### DIRECTION 1:
Copy the generating functions excerpt word for word, everything from "The first five" down to "(Generating functions).".

### SOURCE EXCERPT:
The first five examples of this theorem are highlighted as in the corollary below, where for $m=1$ and $m=2$ the corresponding sequences are recorded, respectively, as “A005251” and “A085810” in [12].

Corollary 1

(Generating functions).

$$\begin{array}{cc}\hfill {\mathcal{U}}_1\left(n\right)& =\left[y^n\right]\frac{1-y}{1-2y+y^2-y^3};\hfill \\ \hfill {\mathcal{U}}_2\left(n\right)& =\left[y^n\right]\frac{1-2y}{1-4y+3y^2+y^3};\hfill \\ \hfill {\mathcal{U}}_3\left(n\right)& =\left[y^n\right]\frac{1-3y}{1-6y+7y^2-2y^3};\hfill \\ \hfill {\mathcal{U}}_4\left(n\right)& =\left[y^n\right]\frac{1-5y}{1-10y+19y^2+3y^3};\hfill \\ \hfill {\mathcal{U}}_5\left(n\right)& =\left[y^n\right]\frac{1-8y}{1-16y+49y^2-5y^3}.\hfill \end{array}$$

Proof of Theorem 2.

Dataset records
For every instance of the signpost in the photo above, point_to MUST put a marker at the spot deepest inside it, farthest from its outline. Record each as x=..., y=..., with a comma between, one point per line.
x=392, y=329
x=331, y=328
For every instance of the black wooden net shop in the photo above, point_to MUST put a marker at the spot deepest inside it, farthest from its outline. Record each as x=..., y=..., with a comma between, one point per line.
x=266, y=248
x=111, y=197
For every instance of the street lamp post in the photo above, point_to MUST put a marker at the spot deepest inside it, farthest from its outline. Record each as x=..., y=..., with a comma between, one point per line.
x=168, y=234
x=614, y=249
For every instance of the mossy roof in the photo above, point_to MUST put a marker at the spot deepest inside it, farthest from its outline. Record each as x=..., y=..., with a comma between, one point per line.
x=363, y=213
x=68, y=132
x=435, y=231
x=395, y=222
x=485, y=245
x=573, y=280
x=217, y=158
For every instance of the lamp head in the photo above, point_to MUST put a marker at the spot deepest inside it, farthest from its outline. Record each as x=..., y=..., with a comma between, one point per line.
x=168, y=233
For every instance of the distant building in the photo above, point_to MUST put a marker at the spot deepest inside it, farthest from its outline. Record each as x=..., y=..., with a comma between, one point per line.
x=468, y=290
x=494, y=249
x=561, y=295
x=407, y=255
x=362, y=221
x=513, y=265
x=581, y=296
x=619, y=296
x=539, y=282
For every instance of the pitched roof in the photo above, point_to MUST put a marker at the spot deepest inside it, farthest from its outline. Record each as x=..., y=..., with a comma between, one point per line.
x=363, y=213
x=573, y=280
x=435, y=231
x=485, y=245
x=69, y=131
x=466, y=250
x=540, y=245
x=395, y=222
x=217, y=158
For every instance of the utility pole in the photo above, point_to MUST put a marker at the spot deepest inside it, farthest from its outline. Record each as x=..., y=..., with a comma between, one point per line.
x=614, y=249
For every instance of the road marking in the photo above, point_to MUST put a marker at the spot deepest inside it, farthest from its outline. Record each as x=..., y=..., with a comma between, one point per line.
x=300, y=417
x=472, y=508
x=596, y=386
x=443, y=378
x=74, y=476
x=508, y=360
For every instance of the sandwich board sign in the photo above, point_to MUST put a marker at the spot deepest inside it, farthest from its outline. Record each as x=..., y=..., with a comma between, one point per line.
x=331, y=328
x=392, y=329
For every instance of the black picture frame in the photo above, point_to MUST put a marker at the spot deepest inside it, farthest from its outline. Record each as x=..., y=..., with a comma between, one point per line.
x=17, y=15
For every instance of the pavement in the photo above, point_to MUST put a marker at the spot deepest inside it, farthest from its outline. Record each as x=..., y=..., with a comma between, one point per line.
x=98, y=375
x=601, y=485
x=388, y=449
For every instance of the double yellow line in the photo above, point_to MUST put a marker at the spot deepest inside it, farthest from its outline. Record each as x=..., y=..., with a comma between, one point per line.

--

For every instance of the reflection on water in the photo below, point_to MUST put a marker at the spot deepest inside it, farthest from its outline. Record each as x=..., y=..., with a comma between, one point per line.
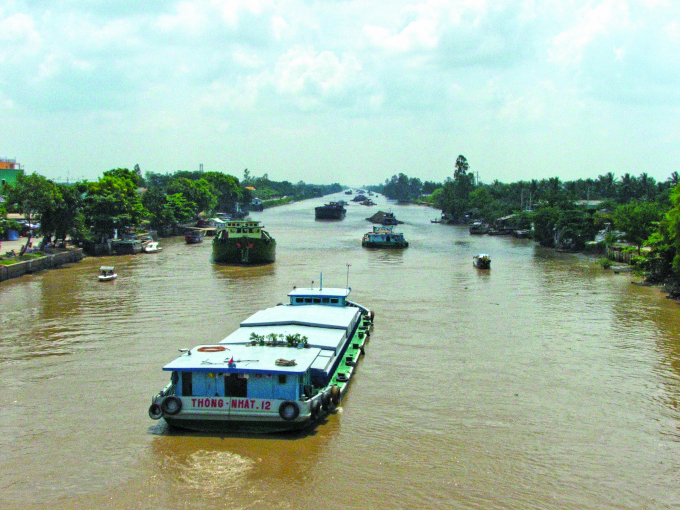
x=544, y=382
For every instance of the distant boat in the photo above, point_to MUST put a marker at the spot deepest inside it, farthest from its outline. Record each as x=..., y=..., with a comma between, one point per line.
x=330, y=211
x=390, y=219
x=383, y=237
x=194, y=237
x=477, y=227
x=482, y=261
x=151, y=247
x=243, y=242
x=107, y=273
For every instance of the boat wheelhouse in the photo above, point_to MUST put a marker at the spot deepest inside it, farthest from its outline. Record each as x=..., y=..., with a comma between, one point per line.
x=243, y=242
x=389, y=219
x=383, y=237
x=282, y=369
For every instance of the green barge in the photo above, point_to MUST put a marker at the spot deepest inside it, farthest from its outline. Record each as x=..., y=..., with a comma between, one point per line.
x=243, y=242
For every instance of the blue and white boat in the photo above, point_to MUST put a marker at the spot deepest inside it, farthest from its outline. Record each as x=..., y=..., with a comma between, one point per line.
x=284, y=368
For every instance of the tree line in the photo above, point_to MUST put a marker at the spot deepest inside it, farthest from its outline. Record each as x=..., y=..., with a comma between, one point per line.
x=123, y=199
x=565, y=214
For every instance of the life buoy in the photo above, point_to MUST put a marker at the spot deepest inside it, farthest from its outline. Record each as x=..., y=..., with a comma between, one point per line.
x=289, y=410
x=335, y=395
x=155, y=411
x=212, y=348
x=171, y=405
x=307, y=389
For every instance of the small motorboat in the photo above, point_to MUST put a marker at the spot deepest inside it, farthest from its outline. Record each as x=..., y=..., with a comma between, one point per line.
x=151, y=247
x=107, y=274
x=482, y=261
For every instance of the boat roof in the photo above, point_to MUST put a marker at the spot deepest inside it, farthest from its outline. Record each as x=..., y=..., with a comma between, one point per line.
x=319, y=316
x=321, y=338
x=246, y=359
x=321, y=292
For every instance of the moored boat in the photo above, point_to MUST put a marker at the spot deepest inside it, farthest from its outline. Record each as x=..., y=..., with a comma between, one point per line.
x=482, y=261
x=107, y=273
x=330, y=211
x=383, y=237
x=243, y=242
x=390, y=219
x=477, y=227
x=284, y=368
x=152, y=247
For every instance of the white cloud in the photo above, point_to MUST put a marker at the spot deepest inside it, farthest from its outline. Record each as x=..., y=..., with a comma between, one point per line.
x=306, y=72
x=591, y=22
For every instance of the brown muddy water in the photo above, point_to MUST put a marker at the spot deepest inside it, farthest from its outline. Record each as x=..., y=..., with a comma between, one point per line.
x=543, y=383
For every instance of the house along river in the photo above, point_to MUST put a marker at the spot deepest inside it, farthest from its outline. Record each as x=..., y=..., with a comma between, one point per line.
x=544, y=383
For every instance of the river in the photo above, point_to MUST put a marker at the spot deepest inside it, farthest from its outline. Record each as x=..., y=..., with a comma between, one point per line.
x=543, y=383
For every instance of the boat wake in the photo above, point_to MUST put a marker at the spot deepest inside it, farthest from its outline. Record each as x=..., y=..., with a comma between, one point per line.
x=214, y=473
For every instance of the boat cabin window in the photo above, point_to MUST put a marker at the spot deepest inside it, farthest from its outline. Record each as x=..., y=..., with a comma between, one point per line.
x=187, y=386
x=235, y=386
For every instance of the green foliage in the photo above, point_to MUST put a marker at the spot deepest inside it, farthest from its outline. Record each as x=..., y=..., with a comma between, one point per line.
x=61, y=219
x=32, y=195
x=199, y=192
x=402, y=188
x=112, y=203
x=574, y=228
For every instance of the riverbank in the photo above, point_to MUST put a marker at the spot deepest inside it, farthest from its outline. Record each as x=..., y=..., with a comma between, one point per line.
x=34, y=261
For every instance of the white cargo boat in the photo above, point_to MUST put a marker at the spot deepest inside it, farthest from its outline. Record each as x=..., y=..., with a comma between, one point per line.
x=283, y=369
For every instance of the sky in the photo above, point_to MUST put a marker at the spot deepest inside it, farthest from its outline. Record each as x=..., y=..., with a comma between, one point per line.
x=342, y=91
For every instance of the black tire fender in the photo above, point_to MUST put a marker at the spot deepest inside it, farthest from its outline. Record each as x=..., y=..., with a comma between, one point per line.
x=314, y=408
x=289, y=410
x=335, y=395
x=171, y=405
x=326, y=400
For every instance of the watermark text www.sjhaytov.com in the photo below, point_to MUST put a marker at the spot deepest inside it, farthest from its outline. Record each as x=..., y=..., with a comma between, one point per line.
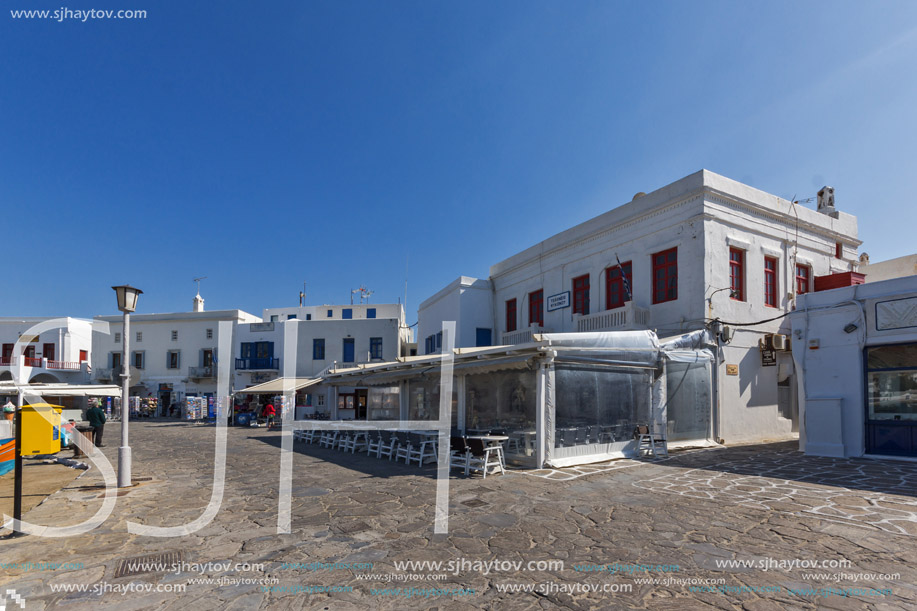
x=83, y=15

...

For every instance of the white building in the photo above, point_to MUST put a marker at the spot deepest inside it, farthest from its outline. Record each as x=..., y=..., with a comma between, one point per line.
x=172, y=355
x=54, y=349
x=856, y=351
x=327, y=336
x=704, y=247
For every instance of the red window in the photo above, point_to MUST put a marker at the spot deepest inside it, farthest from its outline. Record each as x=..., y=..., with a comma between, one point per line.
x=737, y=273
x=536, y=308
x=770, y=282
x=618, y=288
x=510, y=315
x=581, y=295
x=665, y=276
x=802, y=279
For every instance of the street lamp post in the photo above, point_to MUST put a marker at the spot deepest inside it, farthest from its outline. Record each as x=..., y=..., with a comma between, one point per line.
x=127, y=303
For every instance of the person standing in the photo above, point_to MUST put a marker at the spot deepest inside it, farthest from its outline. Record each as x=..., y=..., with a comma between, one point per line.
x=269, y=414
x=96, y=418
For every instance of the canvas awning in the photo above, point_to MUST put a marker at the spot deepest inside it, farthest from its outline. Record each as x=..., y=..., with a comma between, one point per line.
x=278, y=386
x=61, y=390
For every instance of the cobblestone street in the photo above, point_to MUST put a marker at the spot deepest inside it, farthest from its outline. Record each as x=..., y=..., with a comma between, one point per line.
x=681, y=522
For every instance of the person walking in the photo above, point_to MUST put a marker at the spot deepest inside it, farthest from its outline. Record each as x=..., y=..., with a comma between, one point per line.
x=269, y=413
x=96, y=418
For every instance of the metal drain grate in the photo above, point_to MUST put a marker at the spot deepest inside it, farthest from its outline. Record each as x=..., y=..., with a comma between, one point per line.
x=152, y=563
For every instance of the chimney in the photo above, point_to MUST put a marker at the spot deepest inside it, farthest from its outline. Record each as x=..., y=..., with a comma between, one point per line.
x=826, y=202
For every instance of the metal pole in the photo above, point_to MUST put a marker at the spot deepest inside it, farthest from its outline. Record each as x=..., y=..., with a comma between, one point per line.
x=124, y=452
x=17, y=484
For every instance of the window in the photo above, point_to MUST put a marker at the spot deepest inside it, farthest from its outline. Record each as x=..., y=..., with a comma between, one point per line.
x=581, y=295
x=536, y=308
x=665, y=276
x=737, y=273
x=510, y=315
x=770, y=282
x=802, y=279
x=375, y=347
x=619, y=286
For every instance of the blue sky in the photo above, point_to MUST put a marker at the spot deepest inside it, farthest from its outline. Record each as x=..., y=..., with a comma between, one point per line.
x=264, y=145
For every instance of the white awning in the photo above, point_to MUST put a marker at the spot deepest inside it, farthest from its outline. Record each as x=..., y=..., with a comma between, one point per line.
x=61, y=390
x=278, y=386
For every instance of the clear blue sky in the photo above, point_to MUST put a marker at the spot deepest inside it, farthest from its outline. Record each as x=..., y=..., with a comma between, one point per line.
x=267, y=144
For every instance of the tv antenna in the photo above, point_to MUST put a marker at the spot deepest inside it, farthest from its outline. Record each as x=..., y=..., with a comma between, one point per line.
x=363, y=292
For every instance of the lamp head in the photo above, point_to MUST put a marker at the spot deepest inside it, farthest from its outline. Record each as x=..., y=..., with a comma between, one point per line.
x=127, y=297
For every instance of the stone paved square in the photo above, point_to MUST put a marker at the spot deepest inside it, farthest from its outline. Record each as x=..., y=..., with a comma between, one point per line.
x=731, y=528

### DIRECTION 2:
From the entries above, quote everything from the line containing "For every instance of the black wooden" down to the line containing "x=111, y=197", and nothing else.

### TASK RESPONSE 1:
The first five examples of this theorem are highlighted as in the corollary below, where for $m=1$ and $m=2$ the corresponding sequences are recorded, respectively, as “A005251” and “A085810” in [12].

Corollary 1

(Generating functions).

### TASK RESPONSE 2:
For every instance of the black wooden net shop in the photo above, point_to MUST put a marker at the spot deepest inside it, farthest from its outline. Record each as x=..., y=..., with a comma between, one point per line.
x=266, y=248
x=111, y=197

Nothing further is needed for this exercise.